Texto apresentado ->
##########

Apesar de não serem conhecidos casos familiares da doença cerca de 50% das pessoas com DFT tem história familiar. “As pessoas que herdam este tipo de demência apresentam frequentemente uma mutação no gene da proteína tau, no cromossoma 17, o que leva à produção de uma proteína tau anormal. Não são conhecidos outros factores de risco”, explica a Associação Portuguesa de Familiares e Amigos dos Doentes de Alzheimer.
Casados há 50 anos Carlos Martins retrata a esposa como uma mulher de armas e alegre. Suzete trabalhou durante 21 anos até engravidar da filha que têm em comum. De outros casamentos o casal tem mais filhos. A partir do momento em que foi diagnosticada começou a tomar medicação. “Fazia muitas perguntas. Era uma cozinheira excepcional e fazia tudo de olhos fechados, depois começou a perguntar como cozinhava. Depois insistia em determinados assuntos e não levava as tarefas até ao fim. Os choques com a realidade começaram a aumentar”, conta o marido a O MIRANTE.
Suzete Martins já esqueceu o nome do filho e recentemente não recordou os familiares num almoço de domingo. A semana passada olhou para o marido e questionou se era mesmo ele. Com a progressão dos sintomas Carlos Martins recorreu à Santa Casa da Misericórdia de Alhandra. De segunda a sexta-feira Suzete Martins fica no centro de dia da instituição e dorme em casa. Aos fins-de-semana fica a cargo da família.
A viver em Alhandra e sem médico de família no Centro de Saúde o casal contratou um seguro e Suzete Martins é seguida pela medicina privada. “Ainda hoje tenho surpresas e penso como é possível o ser humano chegar a este estado tendo um passado como o dela. Eu chegava a casa e não me preocupava com nada, tinha sempre tudo pronto. Com a doença comecei a ficar preso e com menos liberdade. Deixei de ir a convívios com os amigos às quartas e sextas-feiras para ficar por perto”, conta.
Carlos Martins tem apoio domiciliário e empregada de limpeza. Conta com a ajuda dos filhos mas teve de aprender a cozinhar. Não vai para Lisboa. Quando quer passar o tempo durante a semana fica-se por Alverca e Vila Franca de Xira.
Cuidadores sentem-se esgotados
Todos os dias Carlos Martins levanta-se mais cedo e despacha-se. Depois levanta a esposa, leva-a à casa-de-banho e veste-a. Dá-lhe de comer e senta-a a ver televisão. Durante a semana a carrinha da Santa Casa vai buscá-la e levá-la a casa. Os fins-de-semana são mais complicados principalmente quando Suzete Martins está mais agitada. Nestas ocasiões tem de tomar medicação SOS.

##########

Entradas de dados armazenadas ->
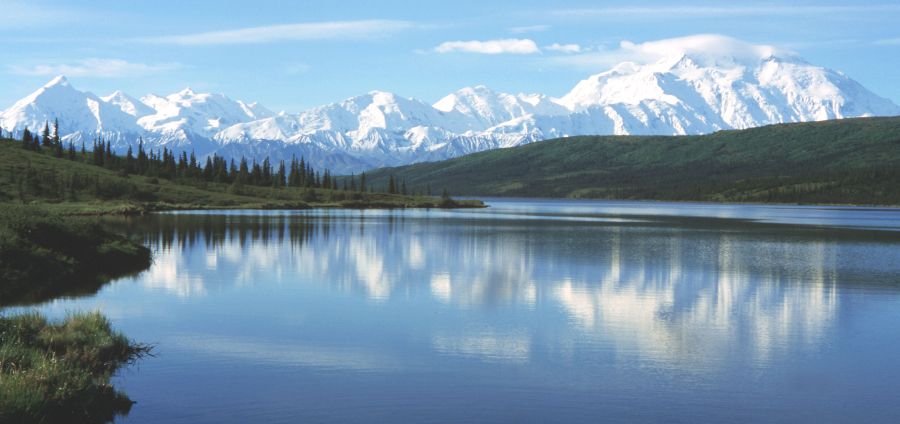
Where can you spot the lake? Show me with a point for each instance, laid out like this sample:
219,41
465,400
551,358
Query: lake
528,311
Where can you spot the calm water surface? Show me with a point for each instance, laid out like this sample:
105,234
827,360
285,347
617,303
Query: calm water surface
529,311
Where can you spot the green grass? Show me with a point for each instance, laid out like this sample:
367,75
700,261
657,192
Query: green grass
76,187
45,254
59,372
851,161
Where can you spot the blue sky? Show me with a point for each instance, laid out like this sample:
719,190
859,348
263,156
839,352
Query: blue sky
291,55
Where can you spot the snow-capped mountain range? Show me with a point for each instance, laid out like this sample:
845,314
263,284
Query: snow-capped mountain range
685,92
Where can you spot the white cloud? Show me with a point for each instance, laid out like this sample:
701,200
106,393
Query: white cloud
290,32
505,46
529,28
95,68
698,46
564,48
719,11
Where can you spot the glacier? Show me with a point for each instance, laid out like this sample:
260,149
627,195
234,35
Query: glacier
684,91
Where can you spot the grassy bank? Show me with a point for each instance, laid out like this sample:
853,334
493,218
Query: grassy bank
848,161
78,187
59,372
45,255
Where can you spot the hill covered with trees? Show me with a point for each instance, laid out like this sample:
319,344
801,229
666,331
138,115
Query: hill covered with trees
40,169
849,161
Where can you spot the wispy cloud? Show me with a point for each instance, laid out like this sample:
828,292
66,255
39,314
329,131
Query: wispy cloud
505,46
564,48
529,28
25,14
361,29
719,11
698,46
94,68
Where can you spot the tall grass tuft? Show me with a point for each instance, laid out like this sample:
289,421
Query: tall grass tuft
59,372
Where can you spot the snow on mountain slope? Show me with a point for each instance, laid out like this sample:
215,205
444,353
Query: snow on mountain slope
690,85
202,114
128,104
81,115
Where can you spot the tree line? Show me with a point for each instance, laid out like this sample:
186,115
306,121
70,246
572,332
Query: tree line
168,164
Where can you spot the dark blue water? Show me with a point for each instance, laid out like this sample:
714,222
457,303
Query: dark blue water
529,311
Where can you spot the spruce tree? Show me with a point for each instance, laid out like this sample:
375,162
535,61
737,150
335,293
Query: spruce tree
45,135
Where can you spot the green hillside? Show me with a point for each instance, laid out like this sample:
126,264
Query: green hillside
851,161
73,184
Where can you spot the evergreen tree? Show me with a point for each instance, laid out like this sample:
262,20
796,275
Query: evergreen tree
26,139
45,135
55,131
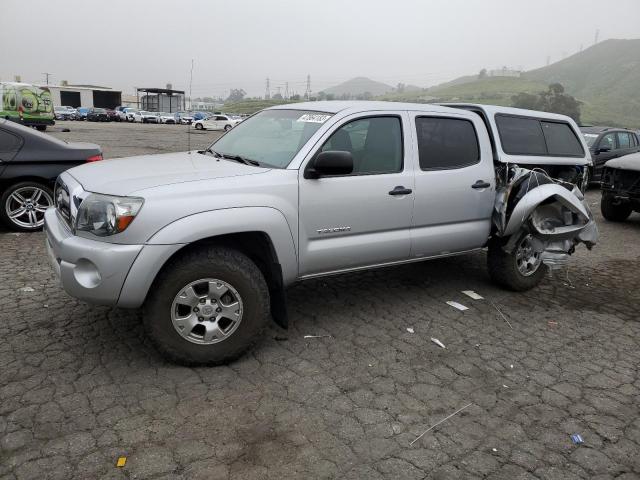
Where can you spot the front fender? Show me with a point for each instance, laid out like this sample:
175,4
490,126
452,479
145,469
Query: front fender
171,238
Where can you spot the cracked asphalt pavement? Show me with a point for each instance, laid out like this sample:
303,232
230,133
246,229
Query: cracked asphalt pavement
81,386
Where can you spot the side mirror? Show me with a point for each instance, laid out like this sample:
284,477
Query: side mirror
333,162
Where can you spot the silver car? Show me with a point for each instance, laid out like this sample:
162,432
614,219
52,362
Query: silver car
207,241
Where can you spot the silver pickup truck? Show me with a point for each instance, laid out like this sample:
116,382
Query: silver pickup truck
207,241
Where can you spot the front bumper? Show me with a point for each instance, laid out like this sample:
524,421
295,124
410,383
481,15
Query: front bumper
90,270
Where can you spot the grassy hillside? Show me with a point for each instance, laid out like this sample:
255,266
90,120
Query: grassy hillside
358,86
494,90
605,77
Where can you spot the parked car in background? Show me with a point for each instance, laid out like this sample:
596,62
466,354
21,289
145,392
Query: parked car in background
607,143
208,241
63,113
185,118
165,117
621,187
97,115
30,162
216,122
112,115
82,113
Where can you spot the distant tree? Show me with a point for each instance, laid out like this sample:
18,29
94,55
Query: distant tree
554,100
236,95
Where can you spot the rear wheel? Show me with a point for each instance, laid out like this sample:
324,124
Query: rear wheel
520,270
23,205
207,306
612,211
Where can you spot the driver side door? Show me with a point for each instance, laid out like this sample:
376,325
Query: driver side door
364,218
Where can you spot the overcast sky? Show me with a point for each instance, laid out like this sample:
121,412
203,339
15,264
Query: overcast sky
238,43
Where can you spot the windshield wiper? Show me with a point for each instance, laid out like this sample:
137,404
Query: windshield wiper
237,158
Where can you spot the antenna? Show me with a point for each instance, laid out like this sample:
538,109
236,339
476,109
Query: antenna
307,92
189,125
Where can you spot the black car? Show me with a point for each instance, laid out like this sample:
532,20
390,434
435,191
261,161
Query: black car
97,115
621,188
606,143
30,162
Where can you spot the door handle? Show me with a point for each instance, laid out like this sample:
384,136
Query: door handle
400,190
481,184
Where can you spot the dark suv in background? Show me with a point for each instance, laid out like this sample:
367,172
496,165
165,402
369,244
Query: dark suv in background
606,143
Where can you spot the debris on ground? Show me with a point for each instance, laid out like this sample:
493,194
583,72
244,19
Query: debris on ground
457,305
443,420
501,314
472,294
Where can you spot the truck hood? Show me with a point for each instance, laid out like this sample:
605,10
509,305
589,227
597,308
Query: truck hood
123,176
627,162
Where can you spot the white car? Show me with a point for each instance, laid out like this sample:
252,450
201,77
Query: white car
216,122
167,117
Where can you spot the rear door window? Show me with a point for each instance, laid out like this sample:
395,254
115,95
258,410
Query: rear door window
445,143
521,136
561,140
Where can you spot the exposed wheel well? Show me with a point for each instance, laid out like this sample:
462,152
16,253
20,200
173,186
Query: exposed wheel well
259,248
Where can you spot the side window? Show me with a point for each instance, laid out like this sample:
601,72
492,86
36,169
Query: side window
375,144
608,141
561,140
10,145
445,143
624,140
521,136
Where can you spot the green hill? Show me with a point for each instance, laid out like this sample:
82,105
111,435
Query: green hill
359,86
605,77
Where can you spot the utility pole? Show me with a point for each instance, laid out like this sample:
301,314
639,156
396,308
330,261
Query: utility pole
307,93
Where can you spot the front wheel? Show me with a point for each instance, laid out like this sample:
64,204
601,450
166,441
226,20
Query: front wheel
207,306
612,211
22,205
520,270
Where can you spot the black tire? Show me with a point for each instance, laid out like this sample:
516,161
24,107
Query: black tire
503,268
5,198
220,263
614,212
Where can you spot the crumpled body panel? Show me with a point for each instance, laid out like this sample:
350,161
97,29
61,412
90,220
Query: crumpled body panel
555,213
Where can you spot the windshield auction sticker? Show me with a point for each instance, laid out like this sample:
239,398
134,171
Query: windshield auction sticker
314,118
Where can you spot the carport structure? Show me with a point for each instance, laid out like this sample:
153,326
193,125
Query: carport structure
161,99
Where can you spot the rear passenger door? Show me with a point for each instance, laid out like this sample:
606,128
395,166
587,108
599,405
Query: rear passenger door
455,184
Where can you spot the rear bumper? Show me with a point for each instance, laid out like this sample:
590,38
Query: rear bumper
90,270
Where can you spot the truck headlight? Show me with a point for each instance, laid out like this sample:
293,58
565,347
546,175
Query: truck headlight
105,215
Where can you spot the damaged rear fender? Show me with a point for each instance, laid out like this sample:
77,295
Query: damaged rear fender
552,210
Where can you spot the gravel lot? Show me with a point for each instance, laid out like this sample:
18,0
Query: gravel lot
81,386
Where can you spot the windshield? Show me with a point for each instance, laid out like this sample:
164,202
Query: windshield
272,137
590,138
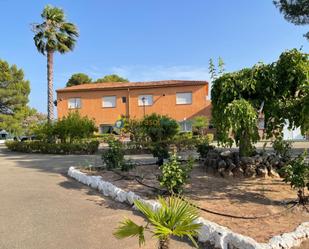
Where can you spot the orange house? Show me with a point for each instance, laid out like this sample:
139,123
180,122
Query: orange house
107,102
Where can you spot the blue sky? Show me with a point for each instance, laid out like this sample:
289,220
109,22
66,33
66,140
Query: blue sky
148,39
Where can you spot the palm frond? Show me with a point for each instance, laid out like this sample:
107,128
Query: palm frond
128,228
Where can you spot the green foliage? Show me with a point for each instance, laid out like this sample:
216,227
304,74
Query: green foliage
241,118
278,90
282,148
14,89
54,34
128,228
134,128
175,175
78,147
69,129
112,78
78,79
199,124
113,157
295,11
161,130
14,92
184,141
203,147
297,174
175,217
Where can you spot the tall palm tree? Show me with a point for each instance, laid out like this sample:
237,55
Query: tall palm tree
53,35
175,217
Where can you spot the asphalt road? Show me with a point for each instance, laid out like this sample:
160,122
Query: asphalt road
41,208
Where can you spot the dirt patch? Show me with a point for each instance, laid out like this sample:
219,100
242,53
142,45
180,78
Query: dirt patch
238,197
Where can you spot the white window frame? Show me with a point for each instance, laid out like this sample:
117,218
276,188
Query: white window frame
74,103
147,102
180,97
114,102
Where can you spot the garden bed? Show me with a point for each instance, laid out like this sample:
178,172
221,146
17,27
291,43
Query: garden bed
238,197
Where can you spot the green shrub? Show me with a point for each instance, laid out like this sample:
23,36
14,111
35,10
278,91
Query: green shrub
113,157
161,131
68,129
282,148
90,147
135,130
184,141
297,174
203,147
174,174
199,124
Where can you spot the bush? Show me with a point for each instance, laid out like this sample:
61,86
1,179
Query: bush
199,124
113,157
68,129
136,132
282,148
90,147
184,141
174,174
203,147
161,130
297,174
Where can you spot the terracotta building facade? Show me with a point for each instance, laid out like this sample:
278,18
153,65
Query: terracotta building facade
108,102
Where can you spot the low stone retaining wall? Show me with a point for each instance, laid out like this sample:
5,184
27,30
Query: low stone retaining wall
217,235
229,164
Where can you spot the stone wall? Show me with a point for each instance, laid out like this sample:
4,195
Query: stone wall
229,164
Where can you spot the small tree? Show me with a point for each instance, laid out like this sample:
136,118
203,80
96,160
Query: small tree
78,79
113,157
161,130
54,34
199,123
297,174
176,217
69,129
175,175
294,11
241,119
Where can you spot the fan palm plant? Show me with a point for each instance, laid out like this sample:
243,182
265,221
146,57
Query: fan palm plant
53,35
175,217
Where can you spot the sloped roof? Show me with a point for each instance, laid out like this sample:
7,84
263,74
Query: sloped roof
5,110
131,85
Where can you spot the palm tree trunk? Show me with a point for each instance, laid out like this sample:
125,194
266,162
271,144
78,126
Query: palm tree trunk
50,88
164,243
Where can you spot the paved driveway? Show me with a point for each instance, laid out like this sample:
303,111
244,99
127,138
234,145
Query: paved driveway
41,208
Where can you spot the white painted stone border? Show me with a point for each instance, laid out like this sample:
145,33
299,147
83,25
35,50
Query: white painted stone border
220,236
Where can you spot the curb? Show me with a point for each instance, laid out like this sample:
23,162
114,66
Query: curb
220,236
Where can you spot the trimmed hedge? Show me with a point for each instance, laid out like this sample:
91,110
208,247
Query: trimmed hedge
90,147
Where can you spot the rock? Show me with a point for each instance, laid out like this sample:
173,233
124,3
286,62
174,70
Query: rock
250,171
227,174
226,154
212,154
261,171
246,160
238,172
258,159
221,164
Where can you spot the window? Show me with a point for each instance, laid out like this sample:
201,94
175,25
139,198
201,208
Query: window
74,103
185,126
109,101
183,98
145,100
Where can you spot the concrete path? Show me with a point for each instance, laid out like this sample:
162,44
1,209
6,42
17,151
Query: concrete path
41,208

##########

O que se pede -> Como fica o trecho do texto sobre a doença de Suzete Martins entre "Carlos Martins tem" e "Franca de Xira.", inclusive, se trocar "Alverca" por "Azambuja"?

Resolução do problema ->
Carlos Martins tem apoio domiciliário e empregada de limpeza. Conta com a ajuda dos filhos mas teve de aprender a cozinhar. Não vai para Lisboa. Quando quer passar o tempo durante a semana fica-se por Azambuja e Vila Franca de Xira.